▸ **WORK TO COMPLETE**:
Whenever the string "gold" appears in a line below, please copy the line out.

※

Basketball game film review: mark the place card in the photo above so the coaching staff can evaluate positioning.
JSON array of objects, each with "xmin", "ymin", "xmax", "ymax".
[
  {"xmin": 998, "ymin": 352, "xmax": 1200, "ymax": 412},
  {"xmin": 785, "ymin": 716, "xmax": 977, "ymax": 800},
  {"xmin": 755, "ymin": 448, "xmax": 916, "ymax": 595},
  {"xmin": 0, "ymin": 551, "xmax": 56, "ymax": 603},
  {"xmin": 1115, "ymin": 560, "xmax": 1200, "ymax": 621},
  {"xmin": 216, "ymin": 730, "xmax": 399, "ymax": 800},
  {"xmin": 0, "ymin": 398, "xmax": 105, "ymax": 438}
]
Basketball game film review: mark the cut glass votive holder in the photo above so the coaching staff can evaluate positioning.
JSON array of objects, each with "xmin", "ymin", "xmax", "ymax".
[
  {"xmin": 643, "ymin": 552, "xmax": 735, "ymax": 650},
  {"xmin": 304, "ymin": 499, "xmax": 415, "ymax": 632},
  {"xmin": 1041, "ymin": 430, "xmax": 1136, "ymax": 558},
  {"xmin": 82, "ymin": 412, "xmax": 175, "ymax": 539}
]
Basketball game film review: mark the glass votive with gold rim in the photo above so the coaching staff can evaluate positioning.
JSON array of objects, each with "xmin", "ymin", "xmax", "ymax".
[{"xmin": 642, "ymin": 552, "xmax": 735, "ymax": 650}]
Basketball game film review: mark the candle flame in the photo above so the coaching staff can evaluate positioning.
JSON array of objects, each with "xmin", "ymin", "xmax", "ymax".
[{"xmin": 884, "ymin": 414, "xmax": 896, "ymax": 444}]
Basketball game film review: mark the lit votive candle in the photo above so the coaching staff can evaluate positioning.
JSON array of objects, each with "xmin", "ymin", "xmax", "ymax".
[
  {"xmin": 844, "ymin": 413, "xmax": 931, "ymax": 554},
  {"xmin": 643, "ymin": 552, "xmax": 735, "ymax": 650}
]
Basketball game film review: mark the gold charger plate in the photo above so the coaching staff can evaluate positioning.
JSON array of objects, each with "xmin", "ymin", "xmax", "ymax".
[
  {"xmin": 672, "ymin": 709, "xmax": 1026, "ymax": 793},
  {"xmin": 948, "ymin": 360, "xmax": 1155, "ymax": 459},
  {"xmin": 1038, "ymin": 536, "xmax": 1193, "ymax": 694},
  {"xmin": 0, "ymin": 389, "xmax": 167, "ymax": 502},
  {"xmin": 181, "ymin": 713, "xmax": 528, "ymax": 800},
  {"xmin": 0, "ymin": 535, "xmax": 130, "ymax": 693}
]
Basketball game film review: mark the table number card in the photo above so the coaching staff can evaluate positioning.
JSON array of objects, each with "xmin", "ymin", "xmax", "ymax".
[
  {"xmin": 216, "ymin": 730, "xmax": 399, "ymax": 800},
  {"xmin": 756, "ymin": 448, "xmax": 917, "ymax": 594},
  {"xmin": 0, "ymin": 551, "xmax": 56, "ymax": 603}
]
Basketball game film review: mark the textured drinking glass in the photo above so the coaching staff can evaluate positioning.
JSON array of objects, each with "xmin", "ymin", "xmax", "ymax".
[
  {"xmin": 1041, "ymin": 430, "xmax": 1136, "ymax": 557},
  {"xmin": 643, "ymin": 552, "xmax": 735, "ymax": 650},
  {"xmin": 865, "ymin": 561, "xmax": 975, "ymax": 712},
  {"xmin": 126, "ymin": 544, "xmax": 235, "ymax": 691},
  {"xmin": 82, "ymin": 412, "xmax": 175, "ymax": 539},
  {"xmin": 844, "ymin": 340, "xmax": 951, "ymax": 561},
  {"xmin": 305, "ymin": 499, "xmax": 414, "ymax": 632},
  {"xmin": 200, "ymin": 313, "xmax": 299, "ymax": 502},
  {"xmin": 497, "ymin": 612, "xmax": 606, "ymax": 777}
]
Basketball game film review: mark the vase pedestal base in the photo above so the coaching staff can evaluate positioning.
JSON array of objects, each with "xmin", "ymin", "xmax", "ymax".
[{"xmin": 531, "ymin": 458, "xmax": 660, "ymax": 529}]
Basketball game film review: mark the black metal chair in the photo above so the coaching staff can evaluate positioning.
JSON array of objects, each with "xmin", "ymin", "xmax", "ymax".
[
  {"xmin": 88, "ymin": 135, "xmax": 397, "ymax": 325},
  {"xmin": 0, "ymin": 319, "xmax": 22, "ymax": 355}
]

※

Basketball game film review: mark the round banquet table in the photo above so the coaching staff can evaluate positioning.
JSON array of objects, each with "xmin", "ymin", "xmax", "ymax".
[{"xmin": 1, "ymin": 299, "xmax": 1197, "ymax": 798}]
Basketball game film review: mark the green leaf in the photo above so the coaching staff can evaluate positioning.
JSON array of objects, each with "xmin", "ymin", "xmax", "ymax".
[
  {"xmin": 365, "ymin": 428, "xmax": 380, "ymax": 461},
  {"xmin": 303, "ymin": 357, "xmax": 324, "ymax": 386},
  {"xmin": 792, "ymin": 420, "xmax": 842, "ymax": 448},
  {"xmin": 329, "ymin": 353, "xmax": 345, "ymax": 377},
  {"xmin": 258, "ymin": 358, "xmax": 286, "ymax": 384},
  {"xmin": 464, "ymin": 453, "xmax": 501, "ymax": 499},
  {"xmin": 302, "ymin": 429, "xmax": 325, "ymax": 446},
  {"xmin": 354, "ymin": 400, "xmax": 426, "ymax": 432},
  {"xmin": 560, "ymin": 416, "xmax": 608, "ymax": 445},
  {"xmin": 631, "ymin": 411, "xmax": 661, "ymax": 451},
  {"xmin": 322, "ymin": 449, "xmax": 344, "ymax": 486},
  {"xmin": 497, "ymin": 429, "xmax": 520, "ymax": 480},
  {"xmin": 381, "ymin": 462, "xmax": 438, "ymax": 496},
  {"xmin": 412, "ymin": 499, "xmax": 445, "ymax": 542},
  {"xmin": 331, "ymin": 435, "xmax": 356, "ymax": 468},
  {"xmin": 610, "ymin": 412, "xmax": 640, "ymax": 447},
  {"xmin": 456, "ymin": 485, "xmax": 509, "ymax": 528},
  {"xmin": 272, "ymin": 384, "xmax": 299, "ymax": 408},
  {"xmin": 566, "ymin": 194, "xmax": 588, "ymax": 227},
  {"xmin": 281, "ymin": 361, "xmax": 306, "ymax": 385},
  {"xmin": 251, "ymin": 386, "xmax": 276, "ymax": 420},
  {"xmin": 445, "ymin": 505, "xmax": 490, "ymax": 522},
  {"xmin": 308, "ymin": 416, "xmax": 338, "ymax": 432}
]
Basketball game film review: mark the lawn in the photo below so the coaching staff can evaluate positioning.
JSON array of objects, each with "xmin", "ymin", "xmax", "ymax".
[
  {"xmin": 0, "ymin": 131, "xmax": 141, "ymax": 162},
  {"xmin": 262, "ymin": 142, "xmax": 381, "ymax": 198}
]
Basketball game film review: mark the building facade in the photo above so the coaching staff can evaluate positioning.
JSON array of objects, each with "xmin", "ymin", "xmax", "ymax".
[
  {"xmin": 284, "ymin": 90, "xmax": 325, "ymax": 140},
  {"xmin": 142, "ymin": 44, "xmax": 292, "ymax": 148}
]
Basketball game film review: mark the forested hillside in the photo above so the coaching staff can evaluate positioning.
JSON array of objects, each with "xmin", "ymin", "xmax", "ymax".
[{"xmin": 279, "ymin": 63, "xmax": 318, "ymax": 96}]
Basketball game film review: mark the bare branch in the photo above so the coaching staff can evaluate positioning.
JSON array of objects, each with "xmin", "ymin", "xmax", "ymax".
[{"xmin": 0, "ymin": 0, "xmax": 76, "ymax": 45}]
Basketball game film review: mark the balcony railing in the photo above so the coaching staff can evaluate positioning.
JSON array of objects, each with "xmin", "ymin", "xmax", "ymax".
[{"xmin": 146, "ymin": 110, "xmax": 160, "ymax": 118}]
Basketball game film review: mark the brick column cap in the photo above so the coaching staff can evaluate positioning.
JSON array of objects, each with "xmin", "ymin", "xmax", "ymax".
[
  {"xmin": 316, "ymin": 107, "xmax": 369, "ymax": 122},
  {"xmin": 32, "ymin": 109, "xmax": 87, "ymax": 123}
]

※

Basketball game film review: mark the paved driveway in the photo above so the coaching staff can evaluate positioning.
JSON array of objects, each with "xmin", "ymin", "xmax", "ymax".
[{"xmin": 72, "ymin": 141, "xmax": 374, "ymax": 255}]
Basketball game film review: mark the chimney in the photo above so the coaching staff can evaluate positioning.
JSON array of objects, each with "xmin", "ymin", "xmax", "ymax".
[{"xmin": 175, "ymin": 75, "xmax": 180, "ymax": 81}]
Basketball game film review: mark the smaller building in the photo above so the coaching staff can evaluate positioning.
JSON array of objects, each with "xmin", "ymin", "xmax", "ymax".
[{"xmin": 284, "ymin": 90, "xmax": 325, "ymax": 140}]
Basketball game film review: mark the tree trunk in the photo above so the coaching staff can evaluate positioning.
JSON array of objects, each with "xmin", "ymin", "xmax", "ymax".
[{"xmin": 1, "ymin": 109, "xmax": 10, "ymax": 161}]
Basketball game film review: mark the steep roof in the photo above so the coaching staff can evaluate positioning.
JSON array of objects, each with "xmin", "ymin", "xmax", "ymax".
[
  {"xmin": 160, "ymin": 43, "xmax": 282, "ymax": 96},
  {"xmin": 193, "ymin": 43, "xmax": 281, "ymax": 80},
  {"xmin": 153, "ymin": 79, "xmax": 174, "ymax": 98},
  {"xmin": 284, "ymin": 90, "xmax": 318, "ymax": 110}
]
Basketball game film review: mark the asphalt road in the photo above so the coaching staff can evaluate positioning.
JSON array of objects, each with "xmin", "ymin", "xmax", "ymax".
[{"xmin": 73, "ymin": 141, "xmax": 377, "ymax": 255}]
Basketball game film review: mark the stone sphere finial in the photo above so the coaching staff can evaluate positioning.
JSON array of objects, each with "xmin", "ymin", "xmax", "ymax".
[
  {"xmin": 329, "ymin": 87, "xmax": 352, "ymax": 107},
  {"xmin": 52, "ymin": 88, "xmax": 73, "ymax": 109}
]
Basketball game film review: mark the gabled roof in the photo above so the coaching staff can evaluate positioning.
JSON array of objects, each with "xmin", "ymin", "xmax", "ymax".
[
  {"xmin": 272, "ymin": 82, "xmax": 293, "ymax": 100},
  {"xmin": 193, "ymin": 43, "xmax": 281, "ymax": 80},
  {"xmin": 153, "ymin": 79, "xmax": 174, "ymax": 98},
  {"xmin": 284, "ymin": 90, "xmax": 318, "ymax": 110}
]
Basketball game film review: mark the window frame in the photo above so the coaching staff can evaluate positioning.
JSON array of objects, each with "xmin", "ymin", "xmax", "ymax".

※

▸ **WRITTEN REPLY**:
Basketball game film review: mark the glass votive with gold rim in the photo above so the coaching staff can evaluate positioning.
Basketball game film review: mark the gold charger plate in the photo above so the coaching staff can evaluate positioning.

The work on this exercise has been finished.